TEXTE DE LECTURE ->

--*--

Une approche soutenable
Contrairement à certaines innovations technologiques coûteuses et inaccessibles, Tubbe repose sur des principes simples, reproductibles, et adaptés à tout type de maison de repos. Il ne demande pas forcément plus d’argent, mais une autre manière d’organiser les choses.
Et cette approche durable est aussi une manière de valoriser les métiers du soin, souvent en crise. En rendant le travail plus humain, on attire et on retient mieux les talents.
6. En conclusion : changer les règles du jeu
Le modèle Tubbe n’est pas une mode. C’est une transformation profonde, une révolution douce, qui remet l’écoute, la participation et la confiance au centre de la vie en maison de repos. Grâce à la Fondation Roi Baudouin, ce modèle fait son chemin en Belgique, pas à pas, établissement après établissement.

--*--

DONNÉES FOURNIES ->
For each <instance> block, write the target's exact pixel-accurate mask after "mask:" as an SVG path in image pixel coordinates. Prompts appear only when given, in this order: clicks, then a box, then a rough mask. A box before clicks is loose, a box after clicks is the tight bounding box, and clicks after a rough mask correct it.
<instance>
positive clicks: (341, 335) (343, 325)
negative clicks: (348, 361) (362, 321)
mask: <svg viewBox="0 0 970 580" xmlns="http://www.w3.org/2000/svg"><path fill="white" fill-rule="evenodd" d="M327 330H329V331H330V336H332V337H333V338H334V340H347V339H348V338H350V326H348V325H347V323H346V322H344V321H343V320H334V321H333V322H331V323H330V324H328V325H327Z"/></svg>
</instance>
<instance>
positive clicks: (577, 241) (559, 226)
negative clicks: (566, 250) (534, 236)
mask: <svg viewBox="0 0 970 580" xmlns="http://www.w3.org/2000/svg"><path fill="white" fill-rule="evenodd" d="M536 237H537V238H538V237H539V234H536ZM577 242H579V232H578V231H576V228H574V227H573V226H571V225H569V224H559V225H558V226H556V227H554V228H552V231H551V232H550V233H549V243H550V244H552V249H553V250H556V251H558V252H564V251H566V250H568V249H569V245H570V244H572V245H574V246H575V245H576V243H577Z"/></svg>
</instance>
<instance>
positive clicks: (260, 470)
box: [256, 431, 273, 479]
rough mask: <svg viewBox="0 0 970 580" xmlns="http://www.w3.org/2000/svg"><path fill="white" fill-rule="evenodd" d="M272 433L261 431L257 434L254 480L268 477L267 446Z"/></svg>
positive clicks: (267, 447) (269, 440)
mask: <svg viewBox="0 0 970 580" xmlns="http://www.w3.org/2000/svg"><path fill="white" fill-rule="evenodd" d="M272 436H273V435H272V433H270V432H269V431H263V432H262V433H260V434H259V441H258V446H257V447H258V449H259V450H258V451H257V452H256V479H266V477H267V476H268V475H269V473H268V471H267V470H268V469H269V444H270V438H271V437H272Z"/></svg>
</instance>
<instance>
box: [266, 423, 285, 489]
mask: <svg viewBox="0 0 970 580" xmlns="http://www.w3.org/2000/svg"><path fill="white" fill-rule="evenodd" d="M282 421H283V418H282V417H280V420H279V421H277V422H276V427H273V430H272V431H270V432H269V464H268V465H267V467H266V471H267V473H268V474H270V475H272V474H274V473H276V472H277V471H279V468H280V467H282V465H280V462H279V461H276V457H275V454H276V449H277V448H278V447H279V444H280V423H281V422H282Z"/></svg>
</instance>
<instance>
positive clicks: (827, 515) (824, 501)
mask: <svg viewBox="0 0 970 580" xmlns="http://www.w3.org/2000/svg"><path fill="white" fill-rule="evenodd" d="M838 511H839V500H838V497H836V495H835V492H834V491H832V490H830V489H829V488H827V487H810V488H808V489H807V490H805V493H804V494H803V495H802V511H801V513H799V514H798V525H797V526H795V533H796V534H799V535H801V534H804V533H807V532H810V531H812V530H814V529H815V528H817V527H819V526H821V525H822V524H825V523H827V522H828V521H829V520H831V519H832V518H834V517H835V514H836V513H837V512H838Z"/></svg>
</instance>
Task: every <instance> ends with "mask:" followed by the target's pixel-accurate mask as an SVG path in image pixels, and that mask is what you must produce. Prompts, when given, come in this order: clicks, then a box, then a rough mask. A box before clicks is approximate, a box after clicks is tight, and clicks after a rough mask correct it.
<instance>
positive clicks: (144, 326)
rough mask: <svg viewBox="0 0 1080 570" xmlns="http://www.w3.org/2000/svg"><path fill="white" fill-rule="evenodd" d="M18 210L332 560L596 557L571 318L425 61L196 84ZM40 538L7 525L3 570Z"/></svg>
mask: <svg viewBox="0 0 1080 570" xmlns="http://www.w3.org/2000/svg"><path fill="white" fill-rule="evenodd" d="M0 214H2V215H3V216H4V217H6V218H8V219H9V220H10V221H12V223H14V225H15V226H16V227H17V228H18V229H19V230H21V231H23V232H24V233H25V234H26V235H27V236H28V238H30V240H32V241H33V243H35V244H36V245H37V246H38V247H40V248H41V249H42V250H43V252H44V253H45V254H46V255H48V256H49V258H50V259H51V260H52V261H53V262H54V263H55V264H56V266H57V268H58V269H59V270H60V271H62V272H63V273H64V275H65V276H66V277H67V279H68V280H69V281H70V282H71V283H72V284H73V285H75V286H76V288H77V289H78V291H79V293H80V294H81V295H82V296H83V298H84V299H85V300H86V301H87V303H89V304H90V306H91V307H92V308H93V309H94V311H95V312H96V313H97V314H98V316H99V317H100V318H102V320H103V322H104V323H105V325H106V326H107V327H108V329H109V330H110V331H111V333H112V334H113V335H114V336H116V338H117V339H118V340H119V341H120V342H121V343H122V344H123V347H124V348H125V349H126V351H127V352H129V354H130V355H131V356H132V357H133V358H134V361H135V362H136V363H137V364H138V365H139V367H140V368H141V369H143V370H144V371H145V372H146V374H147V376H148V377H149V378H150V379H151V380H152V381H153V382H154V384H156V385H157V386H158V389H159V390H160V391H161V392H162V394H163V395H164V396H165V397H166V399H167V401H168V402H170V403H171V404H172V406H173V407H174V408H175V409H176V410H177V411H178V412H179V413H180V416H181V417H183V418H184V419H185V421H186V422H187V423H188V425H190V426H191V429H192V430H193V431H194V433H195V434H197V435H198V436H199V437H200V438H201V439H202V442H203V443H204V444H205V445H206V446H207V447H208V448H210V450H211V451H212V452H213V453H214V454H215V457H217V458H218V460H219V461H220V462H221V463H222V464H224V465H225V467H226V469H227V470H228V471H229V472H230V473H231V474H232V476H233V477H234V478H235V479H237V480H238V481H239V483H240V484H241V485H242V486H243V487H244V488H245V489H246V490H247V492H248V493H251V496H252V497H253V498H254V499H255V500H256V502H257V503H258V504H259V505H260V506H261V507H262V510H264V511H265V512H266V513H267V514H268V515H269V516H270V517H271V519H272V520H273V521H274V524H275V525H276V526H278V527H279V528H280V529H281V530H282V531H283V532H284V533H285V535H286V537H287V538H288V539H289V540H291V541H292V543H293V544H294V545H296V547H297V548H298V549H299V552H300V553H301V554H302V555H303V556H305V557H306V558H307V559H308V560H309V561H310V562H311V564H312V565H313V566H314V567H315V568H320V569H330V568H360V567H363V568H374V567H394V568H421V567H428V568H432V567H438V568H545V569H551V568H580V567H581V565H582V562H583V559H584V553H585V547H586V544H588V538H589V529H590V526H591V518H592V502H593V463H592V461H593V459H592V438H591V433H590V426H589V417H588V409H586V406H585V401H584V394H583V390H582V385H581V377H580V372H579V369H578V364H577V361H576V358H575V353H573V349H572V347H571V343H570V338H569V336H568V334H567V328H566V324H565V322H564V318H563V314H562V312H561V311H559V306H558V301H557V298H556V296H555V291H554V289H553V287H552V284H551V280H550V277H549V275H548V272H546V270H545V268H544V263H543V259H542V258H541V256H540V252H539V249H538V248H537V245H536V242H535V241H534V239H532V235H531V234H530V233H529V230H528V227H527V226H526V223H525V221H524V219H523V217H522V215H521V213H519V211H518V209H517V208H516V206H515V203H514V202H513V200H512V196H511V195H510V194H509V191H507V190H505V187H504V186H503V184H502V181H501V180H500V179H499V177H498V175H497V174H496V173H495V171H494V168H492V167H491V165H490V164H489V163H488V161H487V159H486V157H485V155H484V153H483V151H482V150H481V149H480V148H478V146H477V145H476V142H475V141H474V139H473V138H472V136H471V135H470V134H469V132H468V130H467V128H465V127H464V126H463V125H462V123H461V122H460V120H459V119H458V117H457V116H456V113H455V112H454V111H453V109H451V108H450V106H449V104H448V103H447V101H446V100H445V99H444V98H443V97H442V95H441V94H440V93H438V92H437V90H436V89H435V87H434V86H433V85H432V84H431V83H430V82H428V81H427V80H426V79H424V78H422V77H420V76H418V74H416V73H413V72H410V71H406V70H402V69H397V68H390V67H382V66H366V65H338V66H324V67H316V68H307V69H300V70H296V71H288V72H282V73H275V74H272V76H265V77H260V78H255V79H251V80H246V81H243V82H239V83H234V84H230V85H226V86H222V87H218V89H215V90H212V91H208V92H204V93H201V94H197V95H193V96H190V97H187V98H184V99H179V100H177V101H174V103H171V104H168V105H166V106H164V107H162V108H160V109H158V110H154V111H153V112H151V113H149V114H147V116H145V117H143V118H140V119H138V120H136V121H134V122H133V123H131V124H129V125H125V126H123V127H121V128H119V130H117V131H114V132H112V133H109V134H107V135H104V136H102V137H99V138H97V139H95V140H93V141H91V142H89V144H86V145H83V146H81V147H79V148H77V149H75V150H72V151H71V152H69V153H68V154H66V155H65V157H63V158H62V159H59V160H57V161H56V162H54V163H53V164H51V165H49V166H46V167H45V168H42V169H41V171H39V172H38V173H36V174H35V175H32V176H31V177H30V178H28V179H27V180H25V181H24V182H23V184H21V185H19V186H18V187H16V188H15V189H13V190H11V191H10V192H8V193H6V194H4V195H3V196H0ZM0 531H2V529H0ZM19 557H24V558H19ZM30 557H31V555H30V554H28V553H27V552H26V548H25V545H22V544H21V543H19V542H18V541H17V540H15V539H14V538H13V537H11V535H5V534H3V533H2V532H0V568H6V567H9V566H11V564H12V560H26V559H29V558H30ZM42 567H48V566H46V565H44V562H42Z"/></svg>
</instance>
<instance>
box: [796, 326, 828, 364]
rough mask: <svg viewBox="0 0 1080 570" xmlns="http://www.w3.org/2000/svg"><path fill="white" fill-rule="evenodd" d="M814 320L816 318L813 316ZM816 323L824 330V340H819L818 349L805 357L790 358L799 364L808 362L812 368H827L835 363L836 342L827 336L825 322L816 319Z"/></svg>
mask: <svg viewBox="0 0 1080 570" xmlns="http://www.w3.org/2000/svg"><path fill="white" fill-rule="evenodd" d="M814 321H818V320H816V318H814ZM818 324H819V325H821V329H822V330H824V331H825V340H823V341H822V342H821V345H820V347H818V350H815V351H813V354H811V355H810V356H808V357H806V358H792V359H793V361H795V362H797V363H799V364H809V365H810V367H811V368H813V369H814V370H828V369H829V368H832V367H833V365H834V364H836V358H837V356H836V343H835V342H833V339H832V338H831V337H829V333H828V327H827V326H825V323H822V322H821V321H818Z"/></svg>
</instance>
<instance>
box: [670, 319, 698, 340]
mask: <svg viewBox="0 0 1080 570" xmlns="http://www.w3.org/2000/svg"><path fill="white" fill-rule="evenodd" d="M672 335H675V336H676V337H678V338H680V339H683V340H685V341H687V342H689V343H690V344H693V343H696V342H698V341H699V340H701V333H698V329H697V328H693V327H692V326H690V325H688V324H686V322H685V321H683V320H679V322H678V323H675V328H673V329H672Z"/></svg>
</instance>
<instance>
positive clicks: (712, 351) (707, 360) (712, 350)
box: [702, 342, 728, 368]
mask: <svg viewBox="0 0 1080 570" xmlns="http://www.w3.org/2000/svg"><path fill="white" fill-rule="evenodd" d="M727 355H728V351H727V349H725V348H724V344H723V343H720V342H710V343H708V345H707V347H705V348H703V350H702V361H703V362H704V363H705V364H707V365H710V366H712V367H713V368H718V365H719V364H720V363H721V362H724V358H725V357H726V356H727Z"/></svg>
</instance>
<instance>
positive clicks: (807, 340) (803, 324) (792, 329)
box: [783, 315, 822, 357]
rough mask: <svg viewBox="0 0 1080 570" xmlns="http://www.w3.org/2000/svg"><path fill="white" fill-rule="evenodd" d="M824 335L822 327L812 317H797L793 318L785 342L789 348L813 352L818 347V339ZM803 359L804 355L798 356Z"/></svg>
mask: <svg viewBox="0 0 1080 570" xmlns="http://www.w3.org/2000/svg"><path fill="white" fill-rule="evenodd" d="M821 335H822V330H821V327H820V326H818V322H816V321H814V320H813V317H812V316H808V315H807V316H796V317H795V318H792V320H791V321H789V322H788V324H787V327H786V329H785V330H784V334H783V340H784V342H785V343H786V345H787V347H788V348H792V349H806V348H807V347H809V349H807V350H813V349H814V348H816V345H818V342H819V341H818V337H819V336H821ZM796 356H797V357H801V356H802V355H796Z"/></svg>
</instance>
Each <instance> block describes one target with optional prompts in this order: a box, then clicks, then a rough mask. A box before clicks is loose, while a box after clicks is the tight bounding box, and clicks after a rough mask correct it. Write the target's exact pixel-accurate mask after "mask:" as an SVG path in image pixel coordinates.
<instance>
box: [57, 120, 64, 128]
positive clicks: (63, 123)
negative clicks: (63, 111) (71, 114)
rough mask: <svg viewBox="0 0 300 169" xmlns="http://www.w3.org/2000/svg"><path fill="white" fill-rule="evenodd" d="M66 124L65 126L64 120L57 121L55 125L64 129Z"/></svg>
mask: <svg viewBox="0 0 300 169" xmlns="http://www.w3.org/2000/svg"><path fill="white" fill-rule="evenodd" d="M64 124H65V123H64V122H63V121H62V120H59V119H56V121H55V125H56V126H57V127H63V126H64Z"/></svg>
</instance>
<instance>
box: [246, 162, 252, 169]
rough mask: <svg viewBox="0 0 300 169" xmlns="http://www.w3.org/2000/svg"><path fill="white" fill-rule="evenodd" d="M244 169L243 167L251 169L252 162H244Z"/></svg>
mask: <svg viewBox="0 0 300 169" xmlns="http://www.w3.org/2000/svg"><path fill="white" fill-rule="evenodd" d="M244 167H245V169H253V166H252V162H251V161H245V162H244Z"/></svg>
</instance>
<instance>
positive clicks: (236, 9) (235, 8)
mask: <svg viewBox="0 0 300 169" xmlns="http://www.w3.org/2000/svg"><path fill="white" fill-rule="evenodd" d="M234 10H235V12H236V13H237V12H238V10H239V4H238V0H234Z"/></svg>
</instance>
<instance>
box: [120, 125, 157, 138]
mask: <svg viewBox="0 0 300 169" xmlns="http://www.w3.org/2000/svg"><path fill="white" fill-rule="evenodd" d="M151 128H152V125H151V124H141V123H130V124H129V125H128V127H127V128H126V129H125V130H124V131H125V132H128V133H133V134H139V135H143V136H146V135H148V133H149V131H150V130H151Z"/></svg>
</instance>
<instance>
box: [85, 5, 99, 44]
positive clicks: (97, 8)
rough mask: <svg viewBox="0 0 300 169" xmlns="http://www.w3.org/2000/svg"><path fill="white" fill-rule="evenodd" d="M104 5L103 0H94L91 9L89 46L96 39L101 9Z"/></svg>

--*--

TRAVAIL DEMANDÉ ->
- A) Restituez fidèlement l'extrait du texte sur le modèle Tubbe qui commence par « Et cette approche » et se poursuit jusqu'à « établissement après établissement. ».
- B) Poursuivez le texte consacré au modèle Tubbe au-delà de sa dernière phrase.

RÉPONSES PAR CONSIGNE ->
- A)
Et cette approche durable est aussi une manière de valoriser les métiers du soin, souvent en crise. En rendant le travail plus humain, on attire et on retient mieux les talents.
6. En conclusion : changer les règles du jeu
Le modèle Tubbe n’est pas une mode. C’est une transformation profonde, une révolution douce, qui remet l’écoute, la participation et la confiance au centre de la vie en maison de repos. Grâce à la Fondation Roi Baudouin, ce modèle fait son chemin en Belgique, pas à pas, établissement après établissement.

- B)
Mais pour qu’il devienne une norme et non une exception, il faudra un engagement collectif : des politiques publiques ambitieuses, des directions courageuses, des soignants motivés, et des citoyens exigeants. Car vieillir dignement, cela devrait être un droit, pas un privilège.
Et si demain, chaque maison de repos devenait un lieu de vie, d’échange et de bonheur partagé ? Le modèle Tubbe montre que c’est possible. Encore faut-il oser franchir le pas.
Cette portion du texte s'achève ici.